Only the lines below from the one that holds "Practice. Annotate every instance of the textured" through the one that holds "Practice. Annotate every instance of the child" should appear in the answer, copied exactly, end lines included and pictures omitted.

Referring expression data:

● ● ● ●

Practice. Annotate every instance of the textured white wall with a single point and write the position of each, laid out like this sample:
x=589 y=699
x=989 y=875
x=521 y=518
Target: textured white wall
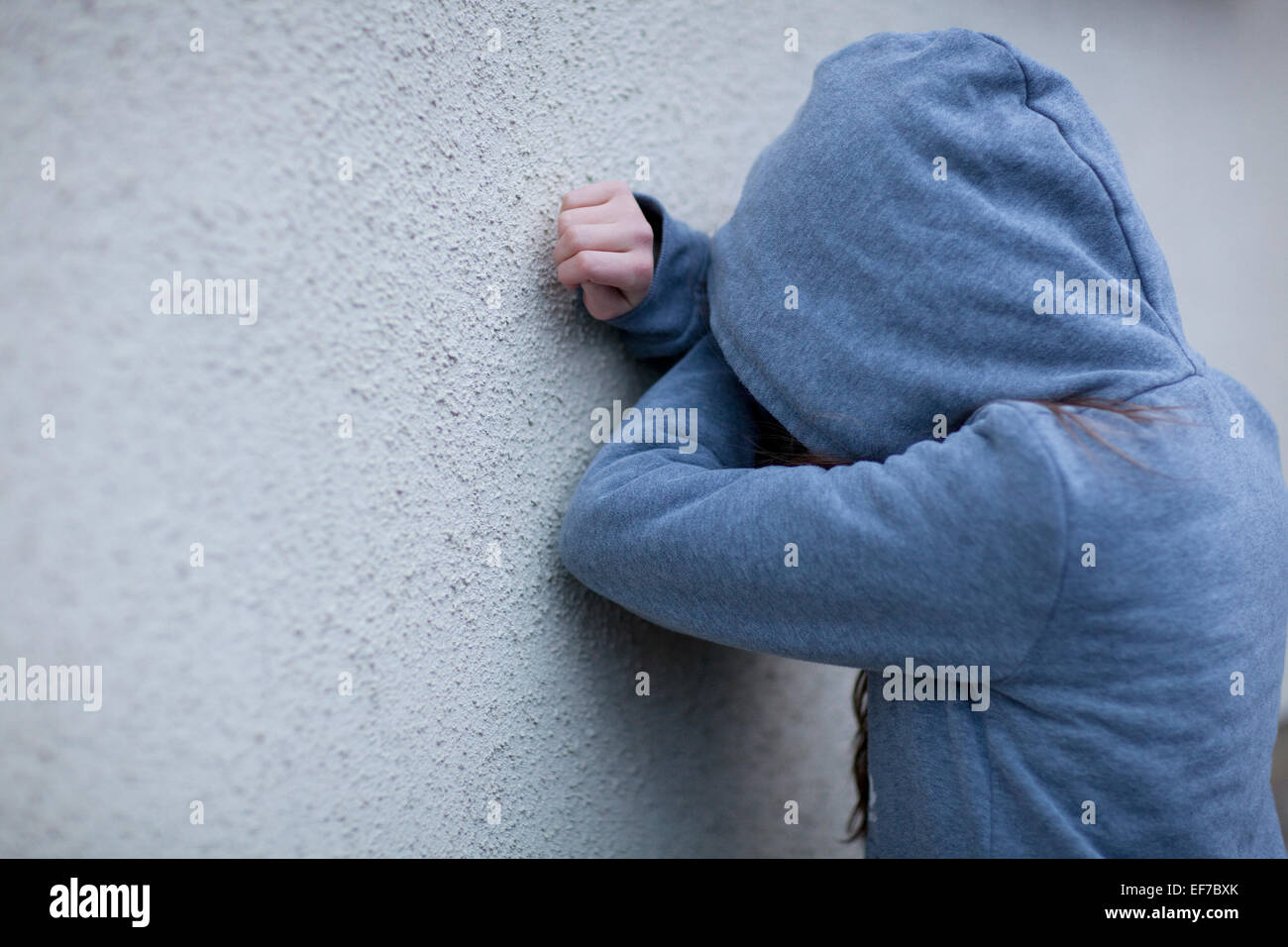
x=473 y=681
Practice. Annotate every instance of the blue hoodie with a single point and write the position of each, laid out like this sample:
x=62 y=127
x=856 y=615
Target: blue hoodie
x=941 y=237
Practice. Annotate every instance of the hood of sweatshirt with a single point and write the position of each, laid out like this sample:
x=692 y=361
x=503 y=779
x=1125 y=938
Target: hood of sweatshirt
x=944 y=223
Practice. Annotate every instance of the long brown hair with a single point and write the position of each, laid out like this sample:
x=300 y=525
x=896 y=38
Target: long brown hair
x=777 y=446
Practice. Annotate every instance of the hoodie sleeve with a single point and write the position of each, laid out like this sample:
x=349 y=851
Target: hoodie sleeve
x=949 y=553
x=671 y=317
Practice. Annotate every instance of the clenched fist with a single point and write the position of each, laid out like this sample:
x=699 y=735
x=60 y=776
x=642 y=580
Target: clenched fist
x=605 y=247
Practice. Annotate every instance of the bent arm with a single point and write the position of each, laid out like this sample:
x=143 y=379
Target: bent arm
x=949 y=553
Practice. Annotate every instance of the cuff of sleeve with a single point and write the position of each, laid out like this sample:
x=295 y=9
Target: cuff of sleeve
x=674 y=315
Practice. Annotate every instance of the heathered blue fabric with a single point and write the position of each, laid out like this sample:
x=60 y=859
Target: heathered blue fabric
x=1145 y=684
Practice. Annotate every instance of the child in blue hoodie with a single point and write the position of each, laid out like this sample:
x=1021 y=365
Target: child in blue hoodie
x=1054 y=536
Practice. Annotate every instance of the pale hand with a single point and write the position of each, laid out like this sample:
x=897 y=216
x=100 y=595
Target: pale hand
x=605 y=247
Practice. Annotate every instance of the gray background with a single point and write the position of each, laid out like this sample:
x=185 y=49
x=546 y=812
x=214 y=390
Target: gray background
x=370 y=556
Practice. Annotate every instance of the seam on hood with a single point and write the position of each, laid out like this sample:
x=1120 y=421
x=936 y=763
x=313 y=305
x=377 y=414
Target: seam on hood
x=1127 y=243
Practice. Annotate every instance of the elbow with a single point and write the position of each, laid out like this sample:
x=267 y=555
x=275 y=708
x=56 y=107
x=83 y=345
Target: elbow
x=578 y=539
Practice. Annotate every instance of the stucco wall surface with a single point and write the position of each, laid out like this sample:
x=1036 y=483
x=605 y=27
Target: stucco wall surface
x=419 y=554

● ● ● ●

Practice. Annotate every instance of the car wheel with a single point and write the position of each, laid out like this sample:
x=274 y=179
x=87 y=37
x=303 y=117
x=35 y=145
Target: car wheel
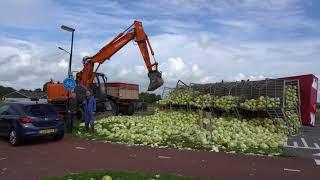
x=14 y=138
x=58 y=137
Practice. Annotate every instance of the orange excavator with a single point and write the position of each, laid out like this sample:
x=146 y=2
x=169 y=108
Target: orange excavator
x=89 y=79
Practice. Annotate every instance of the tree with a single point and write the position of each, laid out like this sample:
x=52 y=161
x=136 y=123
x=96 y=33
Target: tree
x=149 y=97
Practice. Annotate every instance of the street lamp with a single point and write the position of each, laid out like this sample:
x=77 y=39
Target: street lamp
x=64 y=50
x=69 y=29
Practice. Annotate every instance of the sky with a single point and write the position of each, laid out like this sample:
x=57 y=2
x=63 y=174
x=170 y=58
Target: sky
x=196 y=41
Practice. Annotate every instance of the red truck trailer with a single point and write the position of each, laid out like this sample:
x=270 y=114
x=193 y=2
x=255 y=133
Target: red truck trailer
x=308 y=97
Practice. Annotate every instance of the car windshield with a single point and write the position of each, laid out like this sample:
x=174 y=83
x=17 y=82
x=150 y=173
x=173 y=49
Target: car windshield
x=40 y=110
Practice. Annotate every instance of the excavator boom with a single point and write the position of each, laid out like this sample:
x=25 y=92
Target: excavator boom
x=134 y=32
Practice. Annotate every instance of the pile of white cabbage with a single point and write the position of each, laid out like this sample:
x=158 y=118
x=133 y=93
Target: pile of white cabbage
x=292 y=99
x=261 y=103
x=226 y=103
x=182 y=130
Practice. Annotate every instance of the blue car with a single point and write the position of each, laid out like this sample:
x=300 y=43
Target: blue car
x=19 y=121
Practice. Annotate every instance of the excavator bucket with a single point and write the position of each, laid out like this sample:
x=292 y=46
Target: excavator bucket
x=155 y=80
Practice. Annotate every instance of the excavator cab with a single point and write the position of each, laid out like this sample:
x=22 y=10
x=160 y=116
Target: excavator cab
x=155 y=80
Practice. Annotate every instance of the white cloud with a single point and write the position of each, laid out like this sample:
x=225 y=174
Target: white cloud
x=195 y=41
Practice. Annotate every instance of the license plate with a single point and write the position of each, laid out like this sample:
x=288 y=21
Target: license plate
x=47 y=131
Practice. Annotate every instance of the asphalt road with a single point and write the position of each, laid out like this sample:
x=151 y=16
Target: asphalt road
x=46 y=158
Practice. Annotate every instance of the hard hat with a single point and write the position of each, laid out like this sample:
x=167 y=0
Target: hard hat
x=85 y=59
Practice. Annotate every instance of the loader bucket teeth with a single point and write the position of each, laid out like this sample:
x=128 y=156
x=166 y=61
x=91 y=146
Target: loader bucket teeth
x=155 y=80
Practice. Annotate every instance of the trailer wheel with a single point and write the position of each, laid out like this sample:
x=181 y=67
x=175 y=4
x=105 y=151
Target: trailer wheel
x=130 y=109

● ● ● ●

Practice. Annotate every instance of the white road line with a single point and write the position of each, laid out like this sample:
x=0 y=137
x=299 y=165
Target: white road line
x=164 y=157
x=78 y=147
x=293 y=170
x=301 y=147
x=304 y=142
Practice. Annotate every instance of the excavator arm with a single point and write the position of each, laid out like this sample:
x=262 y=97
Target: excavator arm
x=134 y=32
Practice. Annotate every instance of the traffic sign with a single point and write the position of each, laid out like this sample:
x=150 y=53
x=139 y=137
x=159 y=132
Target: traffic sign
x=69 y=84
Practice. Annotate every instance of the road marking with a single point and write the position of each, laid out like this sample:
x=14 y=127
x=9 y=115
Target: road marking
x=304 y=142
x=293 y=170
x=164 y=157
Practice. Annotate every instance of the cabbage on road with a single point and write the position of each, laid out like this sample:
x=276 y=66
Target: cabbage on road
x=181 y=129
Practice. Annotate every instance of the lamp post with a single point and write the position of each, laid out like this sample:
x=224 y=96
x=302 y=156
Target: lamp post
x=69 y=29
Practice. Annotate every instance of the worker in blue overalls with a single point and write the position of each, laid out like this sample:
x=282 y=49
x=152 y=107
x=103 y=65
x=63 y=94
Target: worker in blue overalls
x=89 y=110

● ● ● ●

## ANSWER
Practice. Annotate every instance of the textured white wall with a single point and write the position of each, laid out like this sample:
x=589 y=699
x=989 y=875
x=521 y=518
Target: textured white wall
x=473 y=681
Practice. Annotate every instance of the blue hoodie with a single point and write the position of each, laid out like this sample:
x=62 y=127
x=856 y=615
Target: blue hoodie
x=941 y=237
Practice. Annotate every instance of the hood of sweatshirt with a single point and write the position of each, laid out like this sample:
x=692 y=361
x=503 y=779
x=1125 y=938
Target: hood of sweatshirt
x=944 y=223
Practice. Annotate every instance of the long brown hair with a single point and write the position of each, laid out like this sample:
x=300 y=525
x=896 y=38
Target: long brown hair
x=777 y=446
Practice. Annotate every instance of the hoodie sleeve with a single point and write the position of each, laid out like this sample:
x=349 y=851
Target: hoodie sleeve
x=949 y=553
x=671 y=317
Practice. Annotate every instance of the clenched fist with a single point and write the position of each, laid out like this sample:
x=699 y=735
x=60 y=776
x=642 y=580
Target: clenched fist
x=605 y=247
Practice. Annotate every instance of the bent arm with a single point and write the position of each, laid out like this sample:
x=143 y=379
Target: bent arm
x=949 y=553
Practice. Annotate every instance of the cuff of sleeve with a single point and write the position of each, laid out like this sample:
x=295 y=9
Target: cuff of sleeve
x=674 y=315
Practice. Annotate every instance of the heathered blue fabric with a single point and write the position of each, laid out like this sample:
x=60 y=859
Target: heathered blue fabric
x=1145 y=684
Practice. Annotate every instance of the child in blue hoodie with a single point and write the position of each, laid out like this sample:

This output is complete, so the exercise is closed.